(Referring expression pointing data)

******

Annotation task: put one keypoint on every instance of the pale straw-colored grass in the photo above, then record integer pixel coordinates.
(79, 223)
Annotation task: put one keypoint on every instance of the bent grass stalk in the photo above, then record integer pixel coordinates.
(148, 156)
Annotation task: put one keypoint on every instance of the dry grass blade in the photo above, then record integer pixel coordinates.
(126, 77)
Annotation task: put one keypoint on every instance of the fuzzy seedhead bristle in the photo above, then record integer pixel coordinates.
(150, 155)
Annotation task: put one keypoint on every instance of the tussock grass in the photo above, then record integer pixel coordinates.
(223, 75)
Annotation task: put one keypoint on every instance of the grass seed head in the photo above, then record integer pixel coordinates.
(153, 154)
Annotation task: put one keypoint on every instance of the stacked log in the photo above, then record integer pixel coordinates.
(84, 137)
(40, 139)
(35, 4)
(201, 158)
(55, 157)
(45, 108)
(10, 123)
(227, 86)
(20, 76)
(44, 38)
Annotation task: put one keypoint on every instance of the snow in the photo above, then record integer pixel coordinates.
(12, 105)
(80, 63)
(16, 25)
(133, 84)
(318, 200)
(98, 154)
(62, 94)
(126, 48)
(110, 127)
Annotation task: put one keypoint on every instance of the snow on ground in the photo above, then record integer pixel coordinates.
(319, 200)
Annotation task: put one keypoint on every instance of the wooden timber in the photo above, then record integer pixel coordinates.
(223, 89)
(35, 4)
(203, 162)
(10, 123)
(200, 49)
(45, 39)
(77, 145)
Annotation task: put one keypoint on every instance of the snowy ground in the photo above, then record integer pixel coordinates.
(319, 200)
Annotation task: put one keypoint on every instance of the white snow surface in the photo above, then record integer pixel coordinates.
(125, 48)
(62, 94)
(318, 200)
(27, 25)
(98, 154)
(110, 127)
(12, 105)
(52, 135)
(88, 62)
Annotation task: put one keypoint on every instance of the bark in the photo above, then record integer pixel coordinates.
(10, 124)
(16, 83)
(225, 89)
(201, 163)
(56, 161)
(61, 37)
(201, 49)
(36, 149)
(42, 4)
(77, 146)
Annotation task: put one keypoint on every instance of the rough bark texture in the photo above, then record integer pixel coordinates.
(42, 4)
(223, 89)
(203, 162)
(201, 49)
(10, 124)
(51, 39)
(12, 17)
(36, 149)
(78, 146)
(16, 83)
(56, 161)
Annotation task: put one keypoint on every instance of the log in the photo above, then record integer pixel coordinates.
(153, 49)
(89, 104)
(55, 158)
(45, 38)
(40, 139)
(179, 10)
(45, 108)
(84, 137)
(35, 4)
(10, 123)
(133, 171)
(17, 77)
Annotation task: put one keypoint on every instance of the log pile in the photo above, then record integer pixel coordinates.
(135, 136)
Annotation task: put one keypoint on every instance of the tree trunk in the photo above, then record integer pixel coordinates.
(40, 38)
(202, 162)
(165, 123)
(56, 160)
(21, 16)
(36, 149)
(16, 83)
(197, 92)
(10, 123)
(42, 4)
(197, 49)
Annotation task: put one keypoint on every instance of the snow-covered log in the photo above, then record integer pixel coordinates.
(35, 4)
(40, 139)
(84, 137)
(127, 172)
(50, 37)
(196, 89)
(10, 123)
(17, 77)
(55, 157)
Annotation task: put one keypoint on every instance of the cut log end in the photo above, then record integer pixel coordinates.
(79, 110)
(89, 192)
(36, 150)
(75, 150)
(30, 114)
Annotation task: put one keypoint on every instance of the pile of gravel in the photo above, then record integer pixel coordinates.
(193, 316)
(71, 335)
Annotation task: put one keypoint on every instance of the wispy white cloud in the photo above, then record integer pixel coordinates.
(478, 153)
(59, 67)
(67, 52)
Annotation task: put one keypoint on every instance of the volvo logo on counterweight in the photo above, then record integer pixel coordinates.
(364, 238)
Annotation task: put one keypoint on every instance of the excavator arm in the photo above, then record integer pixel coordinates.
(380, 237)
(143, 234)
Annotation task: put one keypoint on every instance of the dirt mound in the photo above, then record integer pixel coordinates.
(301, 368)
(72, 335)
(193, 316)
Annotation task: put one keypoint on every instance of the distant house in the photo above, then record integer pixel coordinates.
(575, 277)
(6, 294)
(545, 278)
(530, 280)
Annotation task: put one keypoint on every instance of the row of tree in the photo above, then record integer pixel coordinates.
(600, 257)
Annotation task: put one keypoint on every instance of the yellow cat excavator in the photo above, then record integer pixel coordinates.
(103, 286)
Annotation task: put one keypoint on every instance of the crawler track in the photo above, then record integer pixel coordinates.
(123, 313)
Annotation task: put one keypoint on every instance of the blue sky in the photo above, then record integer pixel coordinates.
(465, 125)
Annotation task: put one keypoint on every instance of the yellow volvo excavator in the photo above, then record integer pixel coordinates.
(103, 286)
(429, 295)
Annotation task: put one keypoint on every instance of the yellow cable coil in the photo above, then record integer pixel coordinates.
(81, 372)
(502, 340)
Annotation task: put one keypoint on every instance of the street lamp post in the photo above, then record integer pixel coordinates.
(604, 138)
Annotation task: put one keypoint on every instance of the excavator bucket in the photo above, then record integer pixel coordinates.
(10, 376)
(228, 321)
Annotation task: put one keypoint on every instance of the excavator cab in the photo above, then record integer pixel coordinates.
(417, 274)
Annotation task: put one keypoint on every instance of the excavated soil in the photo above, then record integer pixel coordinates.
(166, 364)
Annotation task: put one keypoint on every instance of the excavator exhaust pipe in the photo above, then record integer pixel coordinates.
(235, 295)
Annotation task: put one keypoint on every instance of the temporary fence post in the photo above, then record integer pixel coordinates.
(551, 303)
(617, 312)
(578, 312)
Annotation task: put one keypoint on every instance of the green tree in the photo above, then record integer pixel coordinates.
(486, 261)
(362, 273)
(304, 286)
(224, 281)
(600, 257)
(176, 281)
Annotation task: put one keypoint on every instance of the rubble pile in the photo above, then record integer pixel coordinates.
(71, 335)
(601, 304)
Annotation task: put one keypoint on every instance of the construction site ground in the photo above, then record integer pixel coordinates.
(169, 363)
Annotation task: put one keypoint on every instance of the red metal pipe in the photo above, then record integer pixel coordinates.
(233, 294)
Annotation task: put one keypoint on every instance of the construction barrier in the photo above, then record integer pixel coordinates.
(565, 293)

******

Whatever the entries above contain, reproduce all of them exactly.

Result below ▸
Annotation task: put one keypoint on every instance of the pale straw-colored grass in the photo above, then record integer pixel coordinates.
(79, 223)
Annotation task: put one keypoint on every instance of the bent grass stalk in the photo above, then record integer pixel coordinates.
(148, 156)
Annotation task: put one keypoint on every instance of the dry grass blade in the photo above, then record integer pixel coordinates.
(126, 77)
Annotation task: put one keypoint on every instance of the fuzzy seedhead bristle in the photo above, then record integer pixel coordinates.
(150, 155)
Annotation task: put one keypoint on every instance of the tussock grass in the photo above, then record integer pixel coordinates.
(223, 75)
Annotation task: put one keypoint on every instance of the grass seed head in the photo above, then record integer pixel coordinates.
(153, 154)
Annotation task: put one keypoint on every instance of the stacked log in the photo above, then record integer pixel coordinates.
(84, 137)
(40, 139)
(35, 4)
(201, 158)
(55, 157)
(45, 108)
(10, 123)
(227, 86)
(20, 76)
(44, 38)
Annotation task: put one keypoint on every instance of the snow in the photo above, then record integer pixel coordinates.
(12, 105)
(80, 63)
(16, 25)
(133, 84)
(318, 200)
(98, 154)
(62, 94)
(126, 48)
(110, 127)
Annotation task: put one keypoint on every instance of the snow on ground in the photo above, then record integer pixel coordinates.
(319, 200)
Annotation task: put one keypoint on every instance of the wooden timber in the photo above, then record integer pixel coordinates.
(223, 89)
(35, 4)
(203, 162)
(10, 123)
(200, 49)
(45, 39)
(77, 145)
Annotation task: put one keypoint on every instance of the snowy ground in the photo above, then record integer pixel coordinates.
(319, 200)
Annotation task: put one keypoint on every instance of the white snow surface in the photo above, then record integer pixel coordinates.
(125, 48)
(62, 94)
(318, 200)
(27, 25)
(98, 154)
(110, 127)
(12, 105)
(52, 135)
(88, 62)
Annotation task: put one keypoint on every instance of the bark in the photo above, then record integer pixel coordinates.
(10, 124)
(16, 83)
(225, 89)
(201, 163)
(56, 161)
(61, 37)
(201, 49)
(36, 149)
(42, 4)
(77, 146)
Annotation task: put one keypoint on every instance of the rough bark texture in the photo above, then record integer pixel coordinates.
(42, 4)
(223, 89)
(203, 162)
(201, 49)
(10, 124)
(51, 39)
(12, 17)
(36, 149)
(78, 146)
(16, 83)
(56, 161)
Annotation task: put one keypoint on every instance of the log in the photo above, then record integer pixel coordinates.
(153, 49)
(89, 104)
(55, 158)
(45, 38)
(40, 139)
(179, 10)
(45, 108)
(84, 137)
(35, 4)
(10, 123)
(133, 171)
(17, 77)
Annotation task: put one keypoint on every instance of the log pile in the photo above, then record integer pixel coordinates.
(135, 136)
Annotation task: put one keypoint on every instance of the tree trunk in the photo above, then record integer pixel coordinates.
(40, 38)
(202, 162)
(165, 123)
(56, 160)
(21, 16)
(36, 149)
(16, 83)
(197, 92)
(10, 123)
(42, 4)
(197, 49)
Annotation task: put one keypoint on every instance of the snow-covered log in the photo above, then record integer pixel coordinates.
(35, 4)
(40, 139)
(84, 137)
(127, 172)
(50, 37)
(196, 89)
(10, 123)
(17, 77)
(55, 157)
Annotation task: put one keypoint on every instance of the cut log end in the photo above, then record integer pixel coordinates.
(79, 110)
(89, 192)
(36, 150)
(75, 150)
(30, 114)
Annotation task: put one keypoint on every instance of the pile of gravel in the photo above, then record integer pixel coordinates.
(193, 316)
(71, 335)
Annotation task: put one keypoint on every instance of the wispy white cloud in the photo above, then record integer pixel coordinates.
(478, 153)
(59, 67)
(67, 52)
Annotation task: put one keypoint on every instance of the volvo logo on counterweight in the photo above, then record integer pixel coordinates.
(364, 238)
Annotation task: put one keypoint on every instance of the excavator arm in the photo above, then record integer pixel coordinates.
(380, 237)
(143, 234)
Annotation task: put one keypoint on every instance of the dirt mound in the photo above, then record integer pixel coordinates.
(301, 368)
(72, 335)
(193, 316)
Annotation task: put one keypoint on every instance of the distant house in the photo above, then record integer pixel coordinates.
(575, 277)
(6, 294)
(545, 278)
(530, 280)
Annotation task: put one keypoint on every instance of the row of tree in the photo above, then record integer pixel coordinates.
(600, 257)
Annotation task: put one keypoint on every instance of the yellow cat excavator in the photo above, then record integer pixel coordinates.
(103, 286)
Annotation task: put one keypoint on every instance of the crawler track in the photo above, then record integer pixel coordinates.
(123, 313)
Annotation task: put one keypoint on every instance of the blue sky in the photo above, then record integer pixel coordinates.
(465, 125)
Annotation task: put one keypoint on every instance of the yellow volvo excavator in the photo above, then record integer pixel coordinates.
(103, 286)
(429, 295)
Annotation task: put one keypoint on every instance of the yellow cable coil in the photo above, then record integer pixel coordinates.
(81, 372)
(502, 340)
Annotation task: put one keypoint on every instance of the street lamp post in the photo above, then record integer pixel coordinates.
(604, 138)
Annotation task: put one keypoint on every instance of the excavator bucket in the photo above, then record integer pixel coordinates.
(10, 376)
(228, 321)
Annotation task: put one keypoint on every instance of the excavator cab in the photo above, then record integer pixel coordinates.
(417, 274)
Annotation task: put one keypoint on every instance of the excavated soil in the photo above, then record integer pixel coordinates.
(166, 364)
Annotation task: put one keypoint on every instance of the excavator exhaust pipe in the photo above, then record integer pixel coordinates.
(235, 295)
Annotation task: put one keypoint on every instance of the temporary fence post in the photo above, then record integer pixel coordinates.
(551, 303)
(617, 312)
(578, 312)
Annotation task: put one keypoint on every instance of the green tree in the photo above, then record integer pixel coordinates.
(486, 261)
(362, 273)
(304, 286)
(224, 281)
(600, 257)
(176, 281)
Annotation task: put one keypoint on every instance of the rubble pile in the photo above, then record integer pixel coordinates.
(71, 335)
(601, 304)
Annotation task: put one keypoint on every instance of the construction site ground in the photo above, then record integer pixel coordinates.
(169, 363)
Annotation task: put one keypoint on every instance of the red metal pipe in the photo above, then record integer pixel coordinates.
(233, 294)
Annotation task: put one keypoint on every instance of the construction barrier in the photo above, then record integer pixel coordinates.
(565, 293)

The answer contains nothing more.